[Short exercise] Please reproduce the Barbara Henry award page below word for word, from start to finish.

[Document excerpt]
+---+
The Barbara Henry Courage in Teaching Award
  • Home
  • About
    • Board of Directors
    • Partner Organizations
  • Nominate a Teacher
  • Donate
  • News
  • Contact
  • Home
  • About
    • Board of Directors
    • Partner Organizations
  • Nominate a Teacher
  • Donate
  • News
  • Contact

We honor teachers who make a difference.

The Barbara Henry Courage in Teaching Award was founded in the summer of 2021. It is named for Barbara Henry, who taught Ruby Bridges at William Frantz Elementary School in 1960. Her courage to do the right thing has made the world a better place. 

​This award honors teachers like Mrs. Henry, who have invoked change through acts of courage in everyday life. Winners are announced and prizes awarded in the Spring of each year. Anyone can nominate a teacher to receive the award. We consider educators from all over the world.
Picture
Ruby Bridges and Barbara Henry stand in front of Norman Rockwell's "The Problem We All Live With". The iconic painting shows Bridges being escorted into her school by four U.S. marshals. Photo courtesy of Barbara Henry.
We believe possibilities for positive change are unlimited. If you know a teacher who took a risk to do the right thing, you can submit a submit a nomination or a story to be featured on the Courage in Teaching Blog. If you are an educator with a story about the value of courage, we'd love to hear that too. Read on to learn about racial segregation in the United States and the difference that Mrs. Henry made.

From the Courtroom to the Classroom

The beginning of the American Civil Rights Movement is difficult to pinpoint. Black Americans have been continuously fighting for equality since they were forcibly taken from their homelands and enslaved in the United States. Slavery was legally abolished in 1864, but things remained disproportionately difficult for Black people in the US. Much of that difficulty still exists today—but we have made progress. In 1954, just 89 years after the first Juneteenth celebration, the modern Civil Rights Movement was born with Brown v. Board of Education. Ruby Bridges was born that year too.
+---+
[Entries from a pointing dataset]
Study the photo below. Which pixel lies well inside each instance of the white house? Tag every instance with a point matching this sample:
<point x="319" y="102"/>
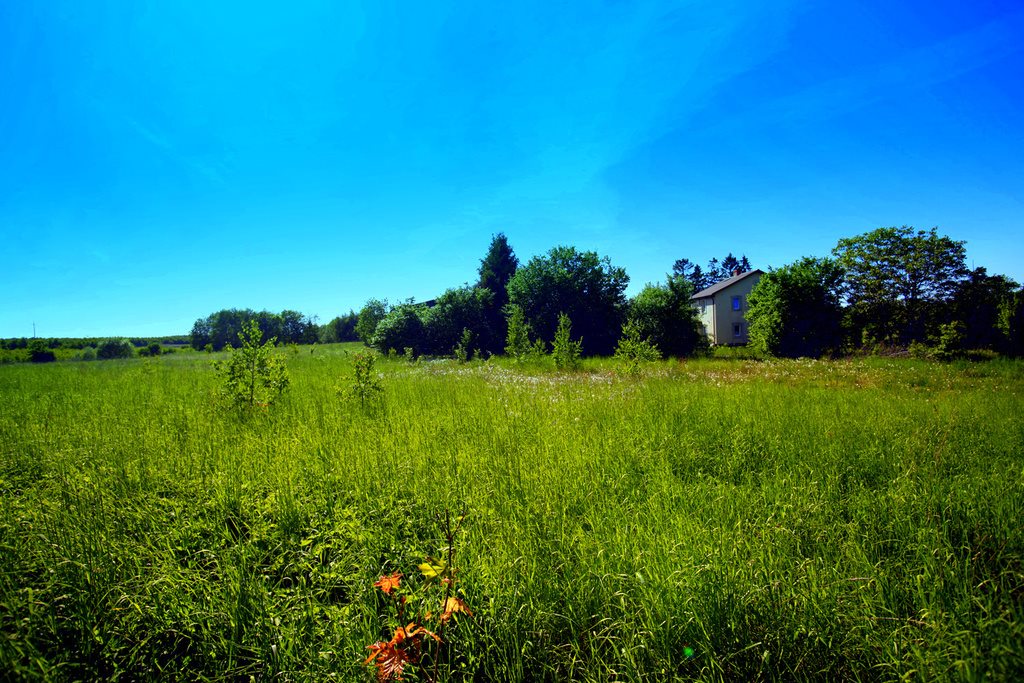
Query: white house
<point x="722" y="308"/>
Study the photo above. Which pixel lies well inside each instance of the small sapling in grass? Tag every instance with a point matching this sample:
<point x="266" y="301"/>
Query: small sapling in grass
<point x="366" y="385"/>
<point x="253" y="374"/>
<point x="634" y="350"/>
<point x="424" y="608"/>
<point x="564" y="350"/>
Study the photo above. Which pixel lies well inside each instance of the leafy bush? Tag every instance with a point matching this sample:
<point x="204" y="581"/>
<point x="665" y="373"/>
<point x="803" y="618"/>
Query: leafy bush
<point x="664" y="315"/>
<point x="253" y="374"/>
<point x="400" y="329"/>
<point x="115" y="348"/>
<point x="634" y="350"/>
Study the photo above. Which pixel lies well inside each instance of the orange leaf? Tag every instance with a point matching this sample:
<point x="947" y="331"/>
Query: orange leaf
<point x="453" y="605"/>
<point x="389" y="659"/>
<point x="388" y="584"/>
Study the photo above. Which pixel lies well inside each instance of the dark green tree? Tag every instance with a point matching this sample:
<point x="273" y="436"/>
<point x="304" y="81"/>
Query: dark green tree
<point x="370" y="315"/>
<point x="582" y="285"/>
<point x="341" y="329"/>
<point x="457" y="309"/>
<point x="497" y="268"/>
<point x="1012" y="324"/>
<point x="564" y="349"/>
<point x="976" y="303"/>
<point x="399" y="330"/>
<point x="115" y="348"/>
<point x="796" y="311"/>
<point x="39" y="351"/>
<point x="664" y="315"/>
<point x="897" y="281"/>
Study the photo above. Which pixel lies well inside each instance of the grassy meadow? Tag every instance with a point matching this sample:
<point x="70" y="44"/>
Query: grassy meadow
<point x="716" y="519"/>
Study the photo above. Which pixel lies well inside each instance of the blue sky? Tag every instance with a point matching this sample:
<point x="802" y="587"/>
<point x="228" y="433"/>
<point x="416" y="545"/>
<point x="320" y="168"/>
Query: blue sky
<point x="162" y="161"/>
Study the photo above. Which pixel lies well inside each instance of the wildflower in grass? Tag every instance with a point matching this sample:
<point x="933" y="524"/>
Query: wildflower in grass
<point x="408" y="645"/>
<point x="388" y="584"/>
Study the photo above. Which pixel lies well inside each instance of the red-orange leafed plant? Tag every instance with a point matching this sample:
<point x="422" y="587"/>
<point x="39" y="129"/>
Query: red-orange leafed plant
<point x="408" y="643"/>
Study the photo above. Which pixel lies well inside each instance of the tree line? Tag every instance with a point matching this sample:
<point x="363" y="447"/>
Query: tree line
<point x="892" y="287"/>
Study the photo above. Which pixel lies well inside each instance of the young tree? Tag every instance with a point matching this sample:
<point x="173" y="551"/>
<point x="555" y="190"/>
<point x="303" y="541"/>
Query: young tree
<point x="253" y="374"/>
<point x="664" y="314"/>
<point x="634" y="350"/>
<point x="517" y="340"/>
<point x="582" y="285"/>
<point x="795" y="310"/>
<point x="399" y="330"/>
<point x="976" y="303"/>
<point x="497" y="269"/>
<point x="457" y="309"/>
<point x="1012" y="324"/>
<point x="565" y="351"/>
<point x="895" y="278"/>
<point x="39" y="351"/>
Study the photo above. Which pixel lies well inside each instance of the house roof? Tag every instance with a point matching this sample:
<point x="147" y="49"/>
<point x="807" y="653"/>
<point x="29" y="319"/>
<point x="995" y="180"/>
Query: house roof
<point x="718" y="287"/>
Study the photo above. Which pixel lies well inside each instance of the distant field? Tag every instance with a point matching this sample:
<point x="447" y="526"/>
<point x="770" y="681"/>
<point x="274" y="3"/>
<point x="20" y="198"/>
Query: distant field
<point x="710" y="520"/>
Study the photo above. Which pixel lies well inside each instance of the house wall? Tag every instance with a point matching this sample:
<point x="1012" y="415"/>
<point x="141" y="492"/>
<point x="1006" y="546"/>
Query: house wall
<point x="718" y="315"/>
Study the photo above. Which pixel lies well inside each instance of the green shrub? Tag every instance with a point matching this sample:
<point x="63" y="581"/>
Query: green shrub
+---+
[Response below]
The Barbara Henry Courage in Teaching Award
  • Home
  • About
    • Board of Directors
    • Partner Organizations
  • Nominate a Teacher
  • Donate
  • News
  • Contact
  • Home
  • About
    • Board of Directors
    • Partner Organizations
  • Nominate a Teacher
  • Donate
  • News
  • Contact

We honor teachers who make a difference.

The Barbara Henry Courage in Teaching Award was founded in the summer of 2021. It is named for Barbara Henry, who taught Ruby Bridges at William Frantz Elementary School in 1960. Her courage to do the right thing has made the world a better place. 

​This award honors teachers like Mrs. Henry, who have invoked change through acts of courage in everyday life. Winners are announced and prizes awarded in the Spring of each year. Anyone can nominate a teacher to receive the award. We consider educators from all over the world.
Picture
Ruby Bridges and Barbara Henry stand in front of Norman Rockwell's "The Problem We All Live With". The iconic painting shows Bridges being escorted into her school by four U.S. marshals. Photo courtesy of Barbara Henry.
We believe possibilities for positive change are unlimited. If you know a teacher who took a risk to do the right thing, you can submit a submit a nomination or a story to be featured on the Courage in Teaching Blog. If you are an educator with a story about the value of courage, we'd love to hear that too. Read on to learn about racial segregation in the United States and the difference that Mrs. Henry made.

From the Courtroom to the Classroom

The beginning of the American Civil Rights Movement is difficult to pinpoint. Black Americans have been continuously fighting for equality since they were forcibly taken from their homelands and enslaved in the United States. Slavery was legally abolished in 1864, but things remained disproportionately difficult for Black people in the US. Much of that difficulty still exists today—but we have made progress. In 1954, just 89 years after the first Juneteenth celebration, the modern Civil Rights Movement was born with Brown v. Board of Education. Ruby Bridges was born that year too.